* [Exercise passage]:
* * * *
What Together AI Does
Together AI is a full-stack open-weight model platform that sits between raw GPU rental and hosted frontier APIs. The company offers serverless inference across 200+ open models, on-demand dedicated endpoints that pin a model to reserved H100 or B200 GPUs, managed fine-tuning with LoRA and full-weight options, and an AI-native GPU cloud for teams that want bare-metal control. Every layer speaks an OpenAI-compatible API, so the same client code works whether the team is calling Llama 3.3 70B on serverless, a custom fine-tune on a dedicated endpoint, or a private checkpoint running on a reserved cluster.
The Model Catalog and Inference Speed
The serverless catalog is the broadest in the open-weight market: Llama 3.3 70B, Llama 4 Scout and Maverick, Qwen 3 32B and 235B (including the Thinking reasoning variants), Kimi K2, GPT-OSS 20B and 120B, DeepSeek V3 and R1, Mistral Saba and Mixtral families, plus image, embedding, and reranker models. Together publishes a dedicated Inference Engine stack built on top of vLLM and SGLang with custom kernels, which posts up to 2x faster throughput on demanding models compared to vanilla open-source servers.
Speed is competitive with Fireworks and a step behind Groq and Cerebras on raw tokens-per-second, but Together pulls ahead on larger context windows, longer-tail models, and reasoning-mode endpoints. Streaming, tool calling, JSON mode, structured outputs, function calling, vision, and multi-modal endpoints are all supported through the OpenAI-compatible surface, and the Python and TypeScript SDKs require only a base URL change from existing OpenAI code.
Pricing and When Dedicated Beats Serverless
Serverless prices run from $0.05 per million tokens on the smallest Llama and Qwen variants up to $7/M for the largest flagship models, with most production workloads landing between $0.20 and $2/M. New accounts get a modest free credit that is enough to test every model. The pricing page is one of the clearest in the industry — separate input/output rates per model, no hidden multipliers, and transparent batch and embedding rates.
Together's dedicated endpoints change the economics at scale. Deploying a two-H100 dedicated endpoint typically becomes cheaper than serverless around 130,000 tokens per minute of sustained traffic on a 70B model, and the break-even point is lower for smaller models. Fine-tuning adds another clean tier: LoRA runs $0.48 to $2.90 per million tokens, full fine-tuning $0.54 to $3.20, and the resulting custom weights can be deployed to serverless, dedicated, or downloaded to run anywhere — a flexibility most closed-model platforms do not offer.
Developer Experience and Fine-Tuning Pipeline
The platform documentation is strong, with clear quickstarts for inference, fine-tuning, embeddings, and dedicated endpoints. A web playground supports model comparisons side by side, and the dashboard surfaces per-model usage, latency percentiles, and monthly spend. Together's Python and TypeScript SDKs mirror the OpenAI SDK closely, and integrations cover LangChain, LlamaIndex, LiteLLM, Vercel AI SDK, and most major agent frameworks.
* * * *
[Natural-language object grounding records]
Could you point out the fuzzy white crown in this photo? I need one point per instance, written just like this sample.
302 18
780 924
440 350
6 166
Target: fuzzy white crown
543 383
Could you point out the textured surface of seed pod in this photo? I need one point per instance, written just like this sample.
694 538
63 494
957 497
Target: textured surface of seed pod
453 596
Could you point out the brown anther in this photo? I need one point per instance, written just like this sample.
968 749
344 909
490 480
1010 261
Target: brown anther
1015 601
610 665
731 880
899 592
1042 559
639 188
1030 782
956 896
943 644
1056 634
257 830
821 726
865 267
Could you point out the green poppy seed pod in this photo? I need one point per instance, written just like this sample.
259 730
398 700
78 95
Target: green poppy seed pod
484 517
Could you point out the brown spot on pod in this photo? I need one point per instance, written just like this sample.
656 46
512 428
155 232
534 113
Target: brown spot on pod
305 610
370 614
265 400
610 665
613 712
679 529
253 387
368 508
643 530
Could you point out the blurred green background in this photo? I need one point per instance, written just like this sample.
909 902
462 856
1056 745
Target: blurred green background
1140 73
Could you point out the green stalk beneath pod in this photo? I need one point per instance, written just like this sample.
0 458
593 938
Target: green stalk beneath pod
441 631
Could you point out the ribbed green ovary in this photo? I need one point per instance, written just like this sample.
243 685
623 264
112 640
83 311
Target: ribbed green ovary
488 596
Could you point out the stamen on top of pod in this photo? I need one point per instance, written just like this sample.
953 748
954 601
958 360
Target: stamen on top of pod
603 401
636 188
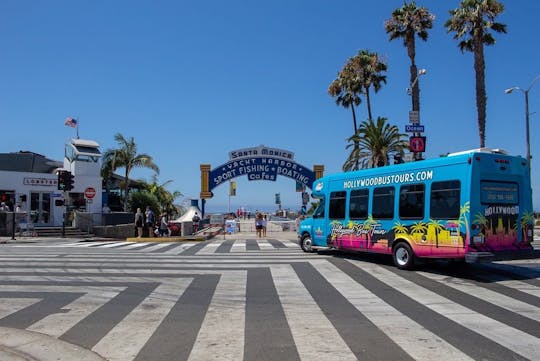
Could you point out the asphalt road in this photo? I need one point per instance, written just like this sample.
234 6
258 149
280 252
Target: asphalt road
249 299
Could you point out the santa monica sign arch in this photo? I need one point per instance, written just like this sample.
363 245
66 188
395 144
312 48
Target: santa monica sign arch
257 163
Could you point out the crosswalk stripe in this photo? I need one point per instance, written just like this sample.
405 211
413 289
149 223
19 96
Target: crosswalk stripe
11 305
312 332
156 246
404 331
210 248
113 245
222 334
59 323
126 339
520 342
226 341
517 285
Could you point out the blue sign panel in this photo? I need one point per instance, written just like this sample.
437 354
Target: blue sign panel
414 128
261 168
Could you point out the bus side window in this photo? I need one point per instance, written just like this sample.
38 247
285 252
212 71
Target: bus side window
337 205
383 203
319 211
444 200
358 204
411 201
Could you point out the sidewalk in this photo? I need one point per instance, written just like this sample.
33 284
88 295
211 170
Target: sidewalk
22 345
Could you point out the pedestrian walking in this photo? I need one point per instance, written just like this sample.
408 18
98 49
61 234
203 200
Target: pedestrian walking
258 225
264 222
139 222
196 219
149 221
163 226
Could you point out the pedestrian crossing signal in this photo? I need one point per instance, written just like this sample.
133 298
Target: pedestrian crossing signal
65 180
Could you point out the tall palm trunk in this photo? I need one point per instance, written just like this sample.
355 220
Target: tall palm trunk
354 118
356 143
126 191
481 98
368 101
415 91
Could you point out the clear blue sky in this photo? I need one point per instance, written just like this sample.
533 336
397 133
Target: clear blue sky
* * * *
* [Task instructions]:
In the Together AI text, at about what level of sustained traffic does a two-H100 dedicated endpoint typically become cheaper than serverless for a 70B model?

* [Solution]:
Around 130,000 tokens per minute.